* Exercise requirements
Below are some records: retype them all exactly, but not the pictures.

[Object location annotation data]
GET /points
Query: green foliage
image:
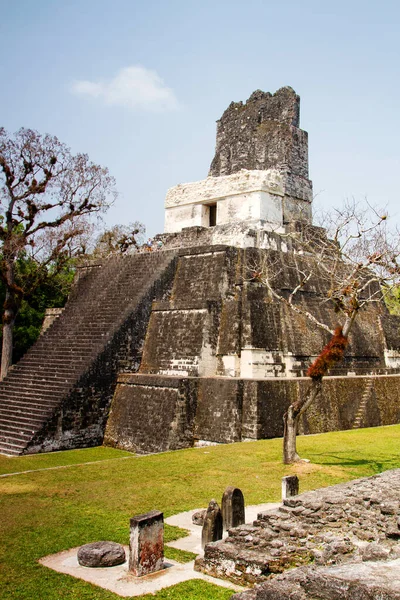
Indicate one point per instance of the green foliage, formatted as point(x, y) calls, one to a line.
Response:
point(71, 498)
point(49, 289)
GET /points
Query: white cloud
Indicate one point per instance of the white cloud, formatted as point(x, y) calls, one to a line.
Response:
point(133, 87)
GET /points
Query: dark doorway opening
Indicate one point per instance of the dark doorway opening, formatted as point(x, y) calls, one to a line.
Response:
point(213, 215)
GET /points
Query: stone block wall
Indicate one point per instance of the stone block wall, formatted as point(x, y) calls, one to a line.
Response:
point(153, 414)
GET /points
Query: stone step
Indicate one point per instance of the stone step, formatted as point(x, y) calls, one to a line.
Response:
point(27, 406)
point(30, 392)
point(27, 421)
point(19, 429)
point(14, 438)
point(18, 412)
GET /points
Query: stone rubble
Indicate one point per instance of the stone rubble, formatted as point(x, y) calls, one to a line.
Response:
point(356, 521)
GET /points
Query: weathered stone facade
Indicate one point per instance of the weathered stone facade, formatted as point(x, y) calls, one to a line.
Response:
point(194, 346)
point(264, 134)
point(347, 525)
point(259, 174)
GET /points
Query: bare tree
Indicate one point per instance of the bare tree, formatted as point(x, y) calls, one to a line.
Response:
point(357, 263)
point(119, 239)
point(43, 188)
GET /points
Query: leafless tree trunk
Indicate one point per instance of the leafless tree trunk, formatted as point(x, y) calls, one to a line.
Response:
point(331, 355)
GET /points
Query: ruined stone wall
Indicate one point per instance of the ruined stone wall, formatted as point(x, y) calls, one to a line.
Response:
point(229, 359)
point(343, 539)
point(153, 414)
point(79, 418)
point(262, 134)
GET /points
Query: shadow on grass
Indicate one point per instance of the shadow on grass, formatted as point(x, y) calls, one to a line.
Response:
point(344, 460)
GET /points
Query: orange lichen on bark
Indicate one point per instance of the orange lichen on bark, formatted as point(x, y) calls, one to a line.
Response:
point(330, 355)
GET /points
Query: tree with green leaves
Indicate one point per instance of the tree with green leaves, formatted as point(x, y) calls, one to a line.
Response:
point(46, 196)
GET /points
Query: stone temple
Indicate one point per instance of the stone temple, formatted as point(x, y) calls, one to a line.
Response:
point(181, 346)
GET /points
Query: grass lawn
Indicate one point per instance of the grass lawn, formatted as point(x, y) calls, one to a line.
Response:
point(67, 499)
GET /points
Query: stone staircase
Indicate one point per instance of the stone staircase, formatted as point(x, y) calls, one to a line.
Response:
point(76, 360)
point(360, 414)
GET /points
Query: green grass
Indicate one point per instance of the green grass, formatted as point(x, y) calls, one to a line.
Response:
point(46, 511)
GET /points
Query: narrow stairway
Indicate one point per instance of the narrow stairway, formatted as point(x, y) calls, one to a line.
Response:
point(359, 418)
point(100, 303)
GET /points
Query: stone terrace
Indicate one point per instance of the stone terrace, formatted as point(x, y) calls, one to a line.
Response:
point(353, 522)
point(57, 396)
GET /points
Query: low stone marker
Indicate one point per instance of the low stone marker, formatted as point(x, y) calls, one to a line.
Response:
point(146, 543)
point(212, 526)
point(199, 516)
point(101, 554)
point(232, 508)
point(290, 486)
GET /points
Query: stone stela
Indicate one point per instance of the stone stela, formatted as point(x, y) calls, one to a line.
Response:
point(212, 526)
point(290, 486)
point(146, 543)
point(232, 508)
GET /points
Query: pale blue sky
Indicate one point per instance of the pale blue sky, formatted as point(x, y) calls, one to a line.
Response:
point(138, 85)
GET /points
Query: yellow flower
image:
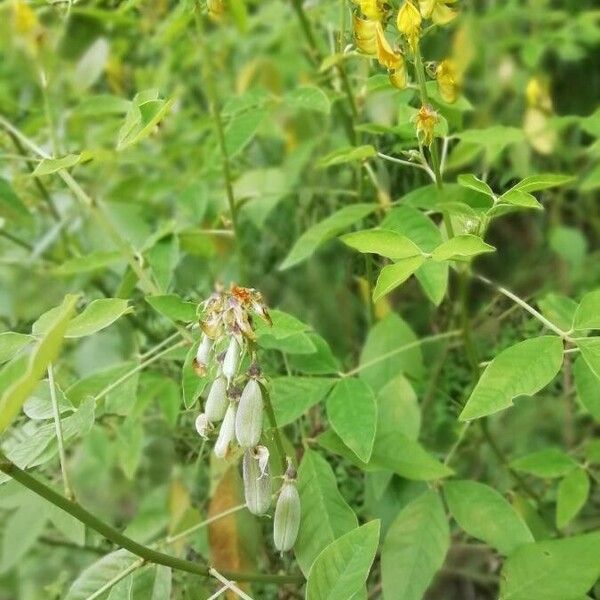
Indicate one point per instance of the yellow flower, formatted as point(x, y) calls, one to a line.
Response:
point(385, 55)
point(398, 76)
point(447, 80)
point(371, 9)
point(25, 21)
point(365, 34)
point(437, 10)
point(537, 93)
point(409, 23)
point(425, 121)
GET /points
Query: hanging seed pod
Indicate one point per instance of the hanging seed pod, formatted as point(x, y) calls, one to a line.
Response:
point(257, 480)
point(231, 360)
point(227, 432)
point(203, 426)
point(248, 421)
point(287, 513)
point(216, 402)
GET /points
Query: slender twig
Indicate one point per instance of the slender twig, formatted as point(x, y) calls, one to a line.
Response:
point(527, 307)
point(121, 540)
point(186, 532)
point(115, 384)
point(59, 435)
point(424, 340)
point(229, 584)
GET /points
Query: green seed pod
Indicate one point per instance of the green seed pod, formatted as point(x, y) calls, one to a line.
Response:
point(231, 360)
point(257, 480)
point(226, 433)
point(248, 421)
point(204, 348)
point(287, 516)
point(216, 402)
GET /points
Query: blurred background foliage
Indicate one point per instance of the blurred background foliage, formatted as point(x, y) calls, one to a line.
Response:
point(123, 91)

* Answer for this exercise
GET /points
Query: green foliage
image:
Indicate one point per instance of the green foliage, formatted as point(x, y) calls, one to a line.
Response:
point(71, 498)
point(49, 289)
GET /points
Query: white cloud
Indicate one point per instance of the white cloud, formatted as point(x, y) calls, one to a line.
Response:
point(133, 87)
GET /points
Query: dark doorway opening
Indicate one point per instance of the dark doorway opening, formatted as point(x, y) calls, one to a line.
Response:
point(213, 215)
GET /points
Query: stone block wall
Indicate one point per instance of the stone block wall, formatted as point(x, y) calls, one to a line.
Response:
point(153, 414)
GET /points
Query: stone step
Indicate one point per instance of the stone step, formatted as point(x, y) calls, one to a line.
Response:
point(27, 406)
point(30, 392)
point(27, 421)
point(19, 429)
point(14, 438)
point(18, 412)
GET /points
Query: stone rubble
Indicate one point per instance of the stone rubble, formatted as point(x, y) calls, one to a line.
Response:
point(356, 521)
GET /points
Query: weathered stone facade
Indicate one point per instance of the weathered stone facade, formatted as point(x, y) calls, one to a line.
Response:
point(194, 346)
point(264, 134)
point(347, 525)
point(259, 174)
GET /points
Query: bare tree
Indicate one point per instance of the bare tree, formatted as point(x, y) calls, one to a line.
Response:
point(357, 263)
point(119, 239)
point(43, 188)
GET /points
Query: leafless tree trunk
Indicate one point per instance of the leafless tree trunk, formatted as point(x, y) calls, one to a line.
Response:
point(331, 355)
GET /points
Query: ruined stone wall
Indicate one point per instance of the ruined stone wall, formatted as point(x, y) calls, one to a line.
Response:
point(229, 359)
point(343, 539)
point(153, 414)
point(79, 418)
point(262, 134)
GET /points
Query: shadow on grass
Indicate one point per instance of the shadow on grass, formatted as point(x, y) calls, one to a line.
Response:
point(344, 460)
GET /points
Query: orange lichen on bark
Indicate one point per instance of the orange lichen on bark, formatted as point(x, y) calls, one to a line.
Response:
point(330, 355)
GET /points
Query: tree with green leaves
Indicate one point per instance of the tree with green leaves, formatted as point(x, y) calls, one to a line.
Response:
point(46, 196)
GET /points
Query: stone temple
Indicate one point per instance of the stone temple, formatted as point(x, y) calls, one to a line.
Response:
point(181, 346)
GET /points
Query: grass lawn
Indicate one point per instance of the grass lawn, formatted as point(x, y) calls, one to a line.
Response:
point(67, 499)
GET /points
Query: stone staircase
Indicate one point per instance of the stone staircase, formatted as point(x, y) calls, one to a line.
Response:
point(76, 360)
point(360, 414)
GET /points
Query: green grass
Indicate one point per instance of the green grass, formatted as point(x, y) calls, one to a line.
Response:
point(46, 511)
GET /points
Query: narrow stairway
Indicate one point per instance of the narrow stairway, formatted as point(x, y) calls, one to a line.
Response:
point(359, 418)
point(100, 303)
GET /points
Query: stone terrace
Indicate one point per instance of the stone terrace, formatted as point(x, y) calls, one to a line.
Response:
point(353, 522)
point(57, 396)
GET /points
Query: low stone marker
Indicate one point per instance of the low stone marker, formatted as point(x, y) calls, one to a line.
Response:
point(146, 543)
point(212, 526)
point(199, 516)
point(101, 554)
point(232, 508)
point(290, 486)
GET /points
Query: stone stela
Indicate one point per instance of the stone stela, formatted as point(x, y) calls, one to a line.
Response:
point(212, 526)
point(290, 486)
point(146, 543)
point(232, 508)
GET /points
Query: pale blue sky
Indicate one point per instance of the pale blue sky, formatted as point(x, y) calls, one to a line.
Response:
point(138, 85)
GET /points
Query: yellow flower
image:
Indicate one point per instance of the yellow flower, formatted as point(x, y) calls, one to a line.
Response:
point(385, 55)
point(398, 76)
point(447, 80)
point(371, 9)
point(25, 21)
point(365, 34)
point(437, 10)
point(537, 93)
point(409, 23)
point(425, 121)
GET /points
Query: hanging seed pod
Indicate one point per instance of the hanging seed pod, formatted as point(x, y) calls, one to a line.
Response:
point(257, 480)
point(231, 360)
point(227, 432)
point(203, 426)
point(248, 421)
point(287, 513)
point(216, 402)
GET /points
Query: slender twig
Indicate one point per instance of the slender twig, formatted as point(x, y) calls, one to a line.
Response:
point(527, 307)
point(121, 540)
point(186, 532)
point(115, 384)
point(59, 435)
point(424, 340)
point(229, 584)
GET /points
Query: green seed pod
Indicate one point per instance of the green seed pod, formatted as point(x, y) calls, one to a line.
Response:
point(231, 360)
point(257, 480)
point(226, 433)
point(248, 421)
point(204, 348)
point(287, 516)
point(216, 402)
GET /points
Query: blurred background foliage
Indicate one point per instance of the blurred background foliage, formatted as point(x, y) calls, one to a line.
Response:
point(123, 91)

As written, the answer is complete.